Document passage:
The Republican party began as an anti-slavery party opposed to the Kansas–Nebraska Act, which opened Kansas and Nebraska Territory to slavery and future admission as slave states, thus implicitly repealing the prohibition on slavery in territory north of 36° 30′ latitude, which had been part of the Missouri Compromise.

Abraham Lincoln became the first Republican President and Southern states began seceding from the union resulting in the Civil War. Since President Lincoln was credited with freeing the slaves and democrats were associated with slavery, Blacks naturally supported the Republican Party. 

George Wallace Effect

In 1952, George Wallace became the Circuit Judge of the Third Judicial Circuit in Alabama. Wallace became known as "the fighting little judge," a nod to his past boxing association. He gained a reputation for fairness regardless of the race of the plaintiff. It was common practice at the time for judges in the area to refer to black lawyers by their first names, while their white colleagues were addressed formally as "Mister". A Black lawyer, J. L. Chestnut said that,

"Judge George Wallace was the most liberal judge that I had ever practiced law in front of. He was the first judge in Alabama to call me 'Mister' in a courtroom."

In 1958, George Wallace ran against John Patterson in his first gubernatorial race. In that Alabama election, Wallace refused to make race an issue, and he declined the endorsement of the Ku Klux Klan. This move won Wallace the support of the NAACP. Patterson, on the other hand, embraced Klan support, and he trounced Wallace.

Wallace reportedly said after the campaign,

"I was out-niggered by John Patterson. And I'll tell you here and now, I will never be out-niggered again." … "I tried to talk about good roads and good schools and all these things that have been part of my career, and nobody listened. And then I began talking about niggers, and they stomped the floor." 

In 1962 Wallace, having realized the power of race as a political tool, ran for governor again—this time as a proponent of segregation. He won by a landslide.

Civil rights protest made many white voters unsympathetic to the movement. After Republicans notice how popular democratic Governor George Wallace's racist rants were all over the country, including the North, some republicans began incorporating those same racist elements into their campaign.

Racist white democrats unhappy with Kennedy, switched to the republican party. Because of Kennedy's perceived support of black issues and Johnson pushing through the Civil Rights and Voting Rights Acts, Black voters became almost exclusively democrat.

Entries shown:
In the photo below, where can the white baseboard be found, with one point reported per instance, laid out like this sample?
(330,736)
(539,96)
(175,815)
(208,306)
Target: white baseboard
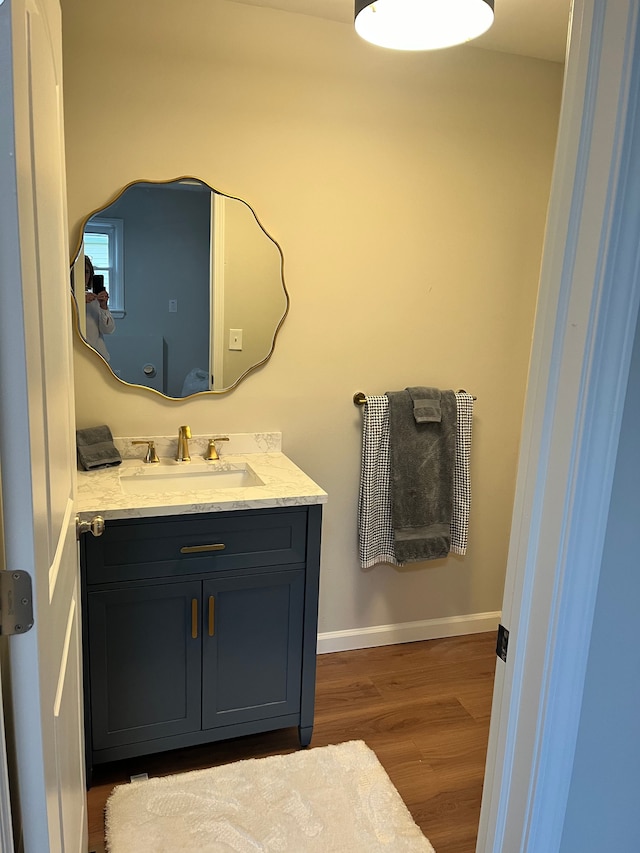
(407,632)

What this task involves:
Answer these questions from the text on George Wallace and party politics:
(a) What act did the Republican party oppose when it began?
(b) In what year did George Wallace become Circuit Judge of the Third Judicial Circuit in Alabama?
(c) Whose endorsement did Wallace decline in the 1958 race for governor?

Result of this task:
(a) The Kansas–Nebraska Act
(b) 1952
(c) The Ku Klux Klan's